Texte à lire:
++++++++++++++++++++
Paul Hess

14 janvier – Nuit calme. Bombardement dans le cours de la matinée et de l’après-midi.

– Le bombardement qui à dater de ce jour commence un cinquième mois, a obligé la municipalité à faire procéder, depuis son début et au fur et à mesure des dégâts qu’il a occasionnés d’une façon ininterrompue, à la consolidation, à l’étalement ou à la fermeture sommaire des bâtiments communaux endommagés seulement ou partiellement détruits, comme des immeubles particuliers dont les propriétaires ou les habitants sont absents. il n’était pas possible de laisser des maisons, des boutiques éventrées ou des murs de clôture avec des brèches ouvertes à tout venant.

Un entrepreneur de charpente, M. Cl. Geoffroy et un entrepreneur de maçonnerie sont chargés d’exécuter les travaux nécessaires, de prendre les mesures de préservation qui s’imposent et journellement, ils ont à faire boucher des ouvertures produites pour les éclatements des obus ou à faire maintenir des ruines menaçantes pour la sécurité publique.

Pour la garantie provisoire des immeubles dont les toitures sont ouvertes, des bâches peuvent être délivrées en location aux propriétaires par le service du « Ravitaillement », moyennant le prix de 0.18 F le mètre carré, par mois.

– Il est curieux d’avoir à noter que depuis plusieurs mois les rues de Reims sont plus propres qu’elles ne l’étaient à l’ordinaire. La circulation y est devenue d’abord presque nulle ; mais ceci tient surtout à ce que le service de la voirie emploie comme auxiliaire un certain nombre d’ouvriers sans travail, de nécessiteux ayant charges de famille, pour l’enlèvement des ordures ménagères et le nettoiement de la vie publique.

Ces hommes, occupés tous les jours, circulent dès le matin par équipes, avec des voitures à bras remplaçant les tombereaux des éboueurs et après chaque séance de bombardement s’efforcent, sous la conduite des cantonniers municipaux, de ranger les matériaux qui obstruent les passages. Par exemple, ils ont eu beaucoup à faire pour le déblaiement extérieur des quartiers incendiés le 19 septembre et jours suivants, afin de rendre à la circulation toutes leurs rues encombrées de pierres calcinées.

De plus, ils sont occupés au balayage et ces travaux, en leur procurant un gagne-pain, permettent de tenir, d’une manière générale, la ville dans un état de netteté contrastant avec ruines qui, en bien des endroits, la feraient ressembler à un veste chantier de démolitions.
++++++++++++++++++++
Consigne 1: Dans le texte de Paul Hess, relevez toutes les tâches confiées aux deux entrepreneurs, celui de charpente et celui de maçonnerie.
Consigne 2: Recopiez fidèlement le texte de Paul Hess de « Un entrepreneur de charpente, M. » à « la sécurité publique. ».
Consigne 3: Dans le texte de Paul Hess, condensez sous forme de liste le paragraphe qui commence par « Ces hommes, occupés tous les jours ».
Les lignes ci-dessous proviennent d'une autre source que le texte de Paul Hess.
++++++++++++++++++++
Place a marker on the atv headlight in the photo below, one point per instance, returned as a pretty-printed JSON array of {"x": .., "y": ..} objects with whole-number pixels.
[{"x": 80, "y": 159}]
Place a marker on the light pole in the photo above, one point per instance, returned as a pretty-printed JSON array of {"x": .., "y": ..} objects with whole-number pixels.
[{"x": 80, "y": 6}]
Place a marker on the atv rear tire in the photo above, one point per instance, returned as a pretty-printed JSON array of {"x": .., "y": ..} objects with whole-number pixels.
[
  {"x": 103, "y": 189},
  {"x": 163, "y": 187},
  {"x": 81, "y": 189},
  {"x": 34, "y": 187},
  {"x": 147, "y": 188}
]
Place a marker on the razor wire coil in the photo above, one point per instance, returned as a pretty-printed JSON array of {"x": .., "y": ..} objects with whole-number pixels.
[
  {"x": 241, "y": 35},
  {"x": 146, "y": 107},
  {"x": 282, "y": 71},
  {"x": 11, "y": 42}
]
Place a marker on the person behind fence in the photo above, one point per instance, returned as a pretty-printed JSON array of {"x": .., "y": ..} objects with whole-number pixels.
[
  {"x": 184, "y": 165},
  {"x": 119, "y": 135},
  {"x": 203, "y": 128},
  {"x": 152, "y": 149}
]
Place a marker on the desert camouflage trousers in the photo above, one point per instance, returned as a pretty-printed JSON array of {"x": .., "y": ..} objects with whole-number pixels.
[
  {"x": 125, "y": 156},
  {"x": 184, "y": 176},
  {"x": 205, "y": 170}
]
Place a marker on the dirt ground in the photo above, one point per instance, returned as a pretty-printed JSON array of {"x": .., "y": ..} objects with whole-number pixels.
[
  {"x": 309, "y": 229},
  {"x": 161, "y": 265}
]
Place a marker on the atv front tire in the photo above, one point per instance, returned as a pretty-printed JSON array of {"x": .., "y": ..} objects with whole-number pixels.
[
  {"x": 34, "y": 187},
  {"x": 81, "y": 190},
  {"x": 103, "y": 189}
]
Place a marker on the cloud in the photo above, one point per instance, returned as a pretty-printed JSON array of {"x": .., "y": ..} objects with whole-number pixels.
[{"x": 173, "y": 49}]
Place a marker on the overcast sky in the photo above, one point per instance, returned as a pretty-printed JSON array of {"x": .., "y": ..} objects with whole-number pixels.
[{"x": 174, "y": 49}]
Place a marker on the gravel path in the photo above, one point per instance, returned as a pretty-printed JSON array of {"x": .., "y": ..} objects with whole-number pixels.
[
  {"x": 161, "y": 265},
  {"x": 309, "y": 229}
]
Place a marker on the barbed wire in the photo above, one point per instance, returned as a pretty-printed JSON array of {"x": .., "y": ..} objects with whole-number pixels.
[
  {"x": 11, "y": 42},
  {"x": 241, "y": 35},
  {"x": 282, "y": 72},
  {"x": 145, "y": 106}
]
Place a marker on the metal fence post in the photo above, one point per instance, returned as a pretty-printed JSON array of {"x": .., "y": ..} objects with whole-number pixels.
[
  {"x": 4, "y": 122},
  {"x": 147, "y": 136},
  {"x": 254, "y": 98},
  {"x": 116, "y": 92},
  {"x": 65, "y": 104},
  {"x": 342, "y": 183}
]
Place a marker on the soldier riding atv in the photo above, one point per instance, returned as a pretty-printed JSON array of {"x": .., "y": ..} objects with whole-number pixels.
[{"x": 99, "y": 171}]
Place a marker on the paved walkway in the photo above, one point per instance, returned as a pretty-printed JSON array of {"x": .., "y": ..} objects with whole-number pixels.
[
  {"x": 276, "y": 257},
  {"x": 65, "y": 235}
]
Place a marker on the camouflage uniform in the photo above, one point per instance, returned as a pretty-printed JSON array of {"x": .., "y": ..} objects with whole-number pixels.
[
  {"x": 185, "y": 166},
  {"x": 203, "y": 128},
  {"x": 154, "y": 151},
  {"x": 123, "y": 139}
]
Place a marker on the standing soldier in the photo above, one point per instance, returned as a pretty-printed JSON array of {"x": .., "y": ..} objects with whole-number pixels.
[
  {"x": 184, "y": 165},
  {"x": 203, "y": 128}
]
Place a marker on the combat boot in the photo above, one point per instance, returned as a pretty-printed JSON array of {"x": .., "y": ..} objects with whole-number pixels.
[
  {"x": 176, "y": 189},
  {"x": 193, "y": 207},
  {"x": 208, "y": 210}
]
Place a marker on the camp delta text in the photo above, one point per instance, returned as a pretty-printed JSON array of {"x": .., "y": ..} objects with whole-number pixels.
++++++++++++++++++++
Réponse complète 1:
- exécuter les travaux nécessaires
- prendre les mesures de préservation qui s'imposent
- faire boucher les ouvertures produites par les éclatements des obus
- faire maintenir les ruines menaçantes pour la sécurité publique

Réponse complète 2:
Un entrepreneur de charpente, M. Cl. Geoffroy et un entrepreneur de maçonnerie sont chargés d’exécuter les travaux nécessaires, de prendre les mesures de préservation qui s’imposent et journellement, ils ont à faire boucher des ouvertures produites pour les éclatements des obus ou à faire maintenir des ruines menaçantes pour la sécurité publique.

Réponse complète 3:
- Les hommes travaillent tous les jours et circulent par équipes dès le matin.
- Ils se servent de voitures à bras à la place des tombereaux des éboueurs.
- Après chaque bombardement, sous la conduite des cantonniers municipaux, ils rangent les matériaux qui obstruent les passages.
- Ils ont eu beaucoup à faire pour déblayer l'extérieur des quartiers incendiés le 19 septembre et les jours suivants, afin de rouvrir à la circulation les rues encombrées de pierres calcinées.